** Start of Entries shown **

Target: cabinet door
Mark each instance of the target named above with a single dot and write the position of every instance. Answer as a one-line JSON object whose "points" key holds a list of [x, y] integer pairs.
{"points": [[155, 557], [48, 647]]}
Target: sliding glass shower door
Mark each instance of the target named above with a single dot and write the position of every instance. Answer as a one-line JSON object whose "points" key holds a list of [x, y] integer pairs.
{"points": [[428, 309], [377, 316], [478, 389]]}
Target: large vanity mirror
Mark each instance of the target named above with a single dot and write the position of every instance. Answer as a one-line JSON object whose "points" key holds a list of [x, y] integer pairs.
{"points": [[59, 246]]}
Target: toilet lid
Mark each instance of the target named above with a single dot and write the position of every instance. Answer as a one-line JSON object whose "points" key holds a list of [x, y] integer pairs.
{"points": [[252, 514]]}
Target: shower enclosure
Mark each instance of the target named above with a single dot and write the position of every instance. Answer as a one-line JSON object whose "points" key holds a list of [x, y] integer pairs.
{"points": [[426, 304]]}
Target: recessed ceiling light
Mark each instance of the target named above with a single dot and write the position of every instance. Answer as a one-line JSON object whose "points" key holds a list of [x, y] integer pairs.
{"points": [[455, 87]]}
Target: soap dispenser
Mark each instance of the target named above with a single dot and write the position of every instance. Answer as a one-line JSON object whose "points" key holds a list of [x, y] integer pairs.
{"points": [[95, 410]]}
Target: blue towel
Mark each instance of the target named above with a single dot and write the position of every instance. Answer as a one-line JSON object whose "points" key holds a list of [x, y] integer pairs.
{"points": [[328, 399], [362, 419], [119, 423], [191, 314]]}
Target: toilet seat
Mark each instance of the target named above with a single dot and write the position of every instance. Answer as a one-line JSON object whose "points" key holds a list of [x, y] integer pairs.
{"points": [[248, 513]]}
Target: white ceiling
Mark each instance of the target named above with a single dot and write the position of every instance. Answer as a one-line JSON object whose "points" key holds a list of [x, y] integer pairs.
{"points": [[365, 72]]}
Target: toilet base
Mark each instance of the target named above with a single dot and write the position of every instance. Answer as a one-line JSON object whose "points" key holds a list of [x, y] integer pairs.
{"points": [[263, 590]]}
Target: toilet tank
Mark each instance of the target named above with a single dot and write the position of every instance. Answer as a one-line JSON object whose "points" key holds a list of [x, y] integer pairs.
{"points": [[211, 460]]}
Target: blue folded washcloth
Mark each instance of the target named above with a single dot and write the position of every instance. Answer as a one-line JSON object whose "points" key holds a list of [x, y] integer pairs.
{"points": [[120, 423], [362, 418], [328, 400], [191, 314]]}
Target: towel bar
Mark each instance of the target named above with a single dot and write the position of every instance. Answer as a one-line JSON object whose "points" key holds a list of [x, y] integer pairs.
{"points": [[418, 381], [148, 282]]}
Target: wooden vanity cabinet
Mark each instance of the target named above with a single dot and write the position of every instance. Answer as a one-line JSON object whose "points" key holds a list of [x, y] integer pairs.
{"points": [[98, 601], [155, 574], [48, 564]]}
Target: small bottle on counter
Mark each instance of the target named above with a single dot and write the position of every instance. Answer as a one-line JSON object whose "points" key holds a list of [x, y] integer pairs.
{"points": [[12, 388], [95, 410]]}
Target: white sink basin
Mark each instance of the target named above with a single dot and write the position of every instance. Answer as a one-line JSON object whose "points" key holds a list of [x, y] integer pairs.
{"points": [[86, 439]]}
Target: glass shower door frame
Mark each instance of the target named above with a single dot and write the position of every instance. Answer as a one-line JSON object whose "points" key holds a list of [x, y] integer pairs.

** End of Entries shown **

- **Required work**: Write out the full listing, keeping every line exactly as it is.

- **Right answer**:
Target: cabinet door
Mark each instance of the target named above with a single dot and write the position of every instance. Answer as a one-line JSON object whose "points" key holds a list of [x, y] integer pairs.
{"points": [[155, 557], [48, 647]]}
Target: sliding glass shower door
Mark each instance of the target named above with a single dot and write the position of every instance. Answer as a one-line JSON object whose "points" key holds a list of [x, y] integer pairs.
{"points": [[428, 309], [377, 316], [478, 389]]}
Target: large vanity mirror
Mark each instance of the target named above with a single dot and write the position of every instance. Answer as a one-line JSON object whose "points" key holds a list of [x, y] integer pairs.
{"points": [[59, 246]]}
Target: toilet lid
Mark each instance of the target named above with a single dot and write the position of every instance. Answer as a one-line JSON object whose "points" key holds a list of [x, y] integer pairs.
{"points": [[252, 514]]}
Target: shower enclosure
Mark each instance of the target named above with a single dot and write the position of every instance. Answer as a one-line JSON object whose "points" key holds a list of [x, y] integer pairs.
{"points": [[426, 304]]}
Target: recessed ceiling light
Mark each instance of the target named above with a single dot and write the position of every instance. Answer as a one-line JSON object whose "points" key holds a list of [x, y] integer pairs.
{"points": [[455, 87]]}
Target: soap dispenser
Mark each instance of the target named above with a single dot and write the position of every instance. Answer as a one-line JSON object whose "points" key holds a list of [x, y] integer pairs.
{"points": [[95, 410]]}
Target: blue towel
Mark each instance of the target named above with a single dot and write the position of every instance. Answer as a one-line JSON object whose "points" key holds a list of [x, y] integer pairs.
{"points": [[328, 399], [362, 419], [119, 423], [191, 314]]}
Target: toilet seat
Mark each instance of the target named above with a single dot and write the position of every instance. Answer as a one-line JSON object whose "points" key holds a list of [x, y] integer pairs.
{"points": [[248, 513]]}
Target: white ceiling
Mark each instance of the target named above with a single dot and write the position of every instance. Answer as a one-line JSON object whose "points" key holds a list of [x, y] integer pairs.
{"points": [[365, 72]]}
Target: toilet base
Mark each instance of the target named above with a single dot and write the position of every instance. Answer as a one-line JSON object whose "points" key holds a list of [x, y] integer pairs.
{"points": [[263, 590]]}
Target: toilet tank
Mark each instance of the target named above with a single dot and write the position of every instance. Answer as a one-line JSON object whose "points" key holds a list of [x, y] integer pairs.
{"points": [[211, 460]]}
Target: blue folded washcloth
Mark each instance of the target named above with a single dot and write the position of every instance. Answer as a one-line JSON object whose "points" key holds a list of [x, y] integer pairs.
{"points": [[120, 423], [362, 418], [328, 400], [191, 314]]}
Target: towel bar
Mark each instance of the target named above with a single dot and write the position of every instance. Answer as a one-line JSON object whose "points" key holds a list of [x, y] integer pairs.
{"points": [[418, 381], [148, 282]]}
Target: wooden vanity cabinet
Mark each instance of the target named above with a single dot and write the position of every instance. Answer as a one-line JSON object whose "points" key holds a list of [x, y] integer pairs.
{"points": [[98, 601], [155, 574], [48, 564]]}
Target: small bottle on counter
Mark each instance of the target named above with a single dot and write the position of every instance. Answer as a one-line JSON object whose "points" key holds a list of [x, y] integer pairs.
{"points": [[12, 388], [95, 410]]}
Target: white sink basin
Mark each instance of the target named above with a single dot and write the position of every instance. Answer as a one-line JSON object whose "points" key holds a list of [x, y] integer pairs.
{"points": [[86, 439]]}
Target: glass shower door frame
Mark each instance of the target named above with a single dot and write the position of every instance. Answer as a one-line JSON object whose "points" key holds a list of [x, y] integer pairs.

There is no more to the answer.